The task:
Count the lines in the data below that contain the string "hand", treating uppercase and lowercase letters as different. Reply with the number alone.

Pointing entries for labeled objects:
○ ○ ○ ○ ○ ○ ○

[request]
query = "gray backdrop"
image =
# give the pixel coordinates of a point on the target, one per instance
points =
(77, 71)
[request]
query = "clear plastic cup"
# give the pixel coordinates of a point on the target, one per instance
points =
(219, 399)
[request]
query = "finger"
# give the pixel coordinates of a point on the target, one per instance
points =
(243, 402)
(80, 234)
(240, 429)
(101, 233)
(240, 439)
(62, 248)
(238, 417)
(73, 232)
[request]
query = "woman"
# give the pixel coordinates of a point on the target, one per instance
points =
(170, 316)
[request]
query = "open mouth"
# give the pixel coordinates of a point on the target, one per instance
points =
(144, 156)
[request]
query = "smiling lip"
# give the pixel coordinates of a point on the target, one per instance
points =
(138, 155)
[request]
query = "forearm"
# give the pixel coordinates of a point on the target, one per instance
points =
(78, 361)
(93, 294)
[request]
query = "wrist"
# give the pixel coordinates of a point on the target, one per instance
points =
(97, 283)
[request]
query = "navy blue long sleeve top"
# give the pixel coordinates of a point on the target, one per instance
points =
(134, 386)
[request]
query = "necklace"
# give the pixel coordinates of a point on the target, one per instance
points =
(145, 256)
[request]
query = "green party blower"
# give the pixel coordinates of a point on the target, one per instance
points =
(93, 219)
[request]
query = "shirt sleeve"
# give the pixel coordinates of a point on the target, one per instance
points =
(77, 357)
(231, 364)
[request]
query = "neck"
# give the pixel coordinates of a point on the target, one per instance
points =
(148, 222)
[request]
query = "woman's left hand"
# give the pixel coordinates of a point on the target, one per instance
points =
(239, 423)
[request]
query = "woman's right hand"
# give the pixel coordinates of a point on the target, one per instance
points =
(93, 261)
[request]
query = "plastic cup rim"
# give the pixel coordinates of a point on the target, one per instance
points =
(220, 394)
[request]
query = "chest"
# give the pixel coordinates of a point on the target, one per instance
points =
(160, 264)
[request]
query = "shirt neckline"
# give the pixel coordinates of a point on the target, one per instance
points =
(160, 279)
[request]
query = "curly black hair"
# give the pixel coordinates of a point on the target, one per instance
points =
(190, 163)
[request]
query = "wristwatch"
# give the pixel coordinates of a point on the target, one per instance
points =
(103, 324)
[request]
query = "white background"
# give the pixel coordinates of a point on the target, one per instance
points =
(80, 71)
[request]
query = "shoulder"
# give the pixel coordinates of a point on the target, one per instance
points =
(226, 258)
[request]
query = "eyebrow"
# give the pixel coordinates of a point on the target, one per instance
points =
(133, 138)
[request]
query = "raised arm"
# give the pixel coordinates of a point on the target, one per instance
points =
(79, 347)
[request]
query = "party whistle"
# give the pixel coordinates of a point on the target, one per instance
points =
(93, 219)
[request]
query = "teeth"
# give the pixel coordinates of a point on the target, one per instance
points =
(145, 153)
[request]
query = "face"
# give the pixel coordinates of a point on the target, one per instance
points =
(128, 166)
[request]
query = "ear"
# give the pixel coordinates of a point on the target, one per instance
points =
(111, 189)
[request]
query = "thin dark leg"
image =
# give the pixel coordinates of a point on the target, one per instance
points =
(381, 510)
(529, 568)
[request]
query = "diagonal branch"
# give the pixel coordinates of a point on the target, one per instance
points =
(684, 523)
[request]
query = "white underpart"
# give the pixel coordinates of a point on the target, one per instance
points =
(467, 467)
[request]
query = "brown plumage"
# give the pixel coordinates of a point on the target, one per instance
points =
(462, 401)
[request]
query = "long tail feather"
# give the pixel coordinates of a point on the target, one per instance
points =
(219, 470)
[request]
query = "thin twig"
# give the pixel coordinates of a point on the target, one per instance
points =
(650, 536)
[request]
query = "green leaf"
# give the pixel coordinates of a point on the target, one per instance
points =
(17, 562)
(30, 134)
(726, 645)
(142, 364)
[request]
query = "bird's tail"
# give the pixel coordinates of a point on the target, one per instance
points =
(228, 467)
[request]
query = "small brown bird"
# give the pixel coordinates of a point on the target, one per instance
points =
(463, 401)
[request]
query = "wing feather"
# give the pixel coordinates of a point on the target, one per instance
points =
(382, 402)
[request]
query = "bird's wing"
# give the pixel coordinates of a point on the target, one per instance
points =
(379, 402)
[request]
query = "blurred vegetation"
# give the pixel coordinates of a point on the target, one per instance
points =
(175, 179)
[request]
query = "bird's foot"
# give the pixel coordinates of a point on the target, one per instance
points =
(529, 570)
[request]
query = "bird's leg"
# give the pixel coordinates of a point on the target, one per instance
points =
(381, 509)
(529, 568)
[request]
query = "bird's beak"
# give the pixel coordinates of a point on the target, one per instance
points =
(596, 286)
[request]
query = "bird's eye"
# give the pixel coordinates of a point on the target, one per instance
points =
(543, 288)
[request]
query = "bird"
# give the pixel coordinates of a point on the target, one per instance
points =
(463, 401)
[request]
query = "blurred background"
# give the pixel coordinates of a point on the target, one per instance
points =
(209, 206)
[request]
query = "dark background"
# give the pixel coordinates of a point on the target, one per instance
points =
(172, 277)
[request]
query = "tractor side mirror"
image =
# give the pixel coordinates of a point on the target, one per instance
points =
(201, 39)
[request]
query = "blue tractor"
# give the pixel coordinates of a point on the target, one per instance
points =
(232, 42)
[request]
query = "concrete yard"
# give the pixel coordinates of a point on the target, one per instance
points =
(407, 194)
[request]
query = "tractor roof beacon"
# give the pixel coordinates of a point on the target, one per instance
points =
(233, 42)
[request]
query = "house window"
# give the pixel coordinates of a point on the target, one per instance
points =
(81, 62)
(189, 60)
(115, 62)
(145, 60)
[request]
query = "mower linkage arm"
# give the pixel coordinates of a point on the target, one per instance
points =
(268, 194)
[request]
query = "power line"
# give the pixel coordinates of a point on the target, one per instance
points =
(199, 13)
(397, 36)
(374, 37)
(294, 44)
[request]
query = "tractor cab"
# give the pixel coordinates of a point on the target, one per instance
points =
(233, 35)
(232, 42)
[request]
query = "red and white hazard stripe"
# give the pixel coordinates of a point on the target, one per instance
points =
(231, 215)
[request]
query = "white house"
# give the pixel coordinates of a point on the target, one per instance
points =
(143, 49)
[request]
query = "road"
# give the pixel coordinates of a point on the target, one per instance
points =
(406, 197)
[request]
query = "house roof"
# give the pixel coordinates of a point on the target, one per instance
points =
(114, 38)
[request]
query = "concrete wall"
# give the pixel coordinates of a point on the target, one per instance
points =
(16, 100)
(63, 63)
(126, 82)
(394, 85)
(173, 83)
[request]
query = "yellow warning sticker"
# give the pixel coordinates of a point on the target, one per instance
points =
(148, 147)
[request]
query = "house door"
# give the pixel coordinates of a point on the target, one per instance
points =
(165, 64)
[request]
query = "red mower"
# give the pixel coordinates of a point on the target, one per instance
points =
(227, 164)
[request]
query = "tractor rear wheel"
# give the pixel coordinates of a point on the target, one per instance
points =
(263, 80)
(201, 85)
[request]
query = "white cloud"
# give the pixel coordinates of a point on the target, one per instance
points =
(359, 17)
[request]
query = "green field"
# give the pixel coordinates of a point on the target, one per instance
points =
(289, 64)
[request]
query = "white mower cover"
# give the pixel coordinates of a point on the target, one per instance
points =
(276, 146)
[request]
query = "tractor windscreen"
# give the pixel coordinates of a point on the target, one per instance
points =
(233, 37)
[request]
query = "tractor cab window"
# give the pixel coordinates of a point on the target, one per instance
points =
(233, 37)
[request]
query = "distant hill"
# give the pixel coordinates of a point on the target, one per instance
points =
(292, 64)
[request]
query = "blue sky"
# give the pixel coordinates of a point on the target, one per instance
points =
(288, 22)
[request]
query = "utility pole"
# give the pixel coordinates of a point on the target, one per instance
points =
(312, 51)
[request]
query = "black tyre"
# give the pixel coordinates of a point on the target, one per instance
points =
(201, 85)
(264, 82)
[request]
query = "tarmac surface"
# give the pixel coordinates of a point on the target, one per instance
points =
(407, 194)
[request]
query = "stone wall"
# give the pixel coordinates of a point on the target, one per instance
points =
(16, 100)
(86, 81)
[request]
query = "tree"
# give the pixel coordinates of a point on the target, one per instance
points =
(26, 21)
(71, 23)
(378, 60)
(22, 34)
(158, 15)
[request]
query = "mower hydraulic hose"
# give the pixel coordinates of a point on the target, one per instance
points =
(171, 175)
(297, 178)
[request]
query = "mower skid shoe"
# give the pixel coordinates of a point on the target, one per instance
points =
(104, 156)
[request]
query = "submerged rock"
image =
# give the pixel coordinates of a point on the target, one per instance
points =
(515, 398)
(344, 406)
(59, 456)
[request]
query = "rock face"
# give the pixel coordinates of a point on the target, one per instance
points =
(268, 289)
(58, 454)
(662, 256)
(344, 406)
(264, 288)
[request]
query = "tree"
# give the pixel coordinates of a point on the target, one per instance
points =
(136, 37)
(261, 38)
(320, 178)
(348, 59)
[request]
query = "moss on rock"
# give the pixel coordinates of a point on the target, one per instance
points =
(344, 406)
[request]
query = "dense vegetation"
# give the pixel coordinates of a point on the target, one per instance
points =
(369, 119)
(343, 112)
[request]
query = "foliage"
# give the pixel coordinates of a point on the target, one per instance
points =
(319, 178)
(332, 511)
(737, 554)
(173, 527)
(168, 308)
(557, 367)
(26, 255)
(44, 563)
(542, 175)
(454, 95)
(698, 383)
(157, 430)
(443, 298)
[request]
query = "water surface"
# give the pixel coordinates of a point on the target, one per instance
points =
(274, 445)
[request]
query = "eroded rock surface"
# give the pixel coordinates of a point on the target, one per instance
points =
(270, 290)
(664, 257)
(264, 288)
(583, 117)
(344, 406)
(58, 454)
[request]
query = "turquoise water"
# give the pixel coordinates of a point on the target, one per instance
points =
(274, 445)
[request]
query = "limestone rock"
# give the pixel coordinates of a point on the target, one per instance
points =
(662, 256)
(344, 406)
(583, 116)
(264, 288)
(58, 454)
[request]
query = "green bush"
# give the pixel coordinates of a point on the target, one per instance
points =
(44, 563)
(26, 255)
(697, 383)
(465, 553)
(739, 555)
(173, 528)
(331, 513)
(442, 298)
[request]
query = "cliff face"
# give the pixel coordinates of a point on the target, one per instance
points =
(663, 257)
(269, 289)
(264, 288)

○ ○ ○ ○ ○ ○ ○

Written answer:
2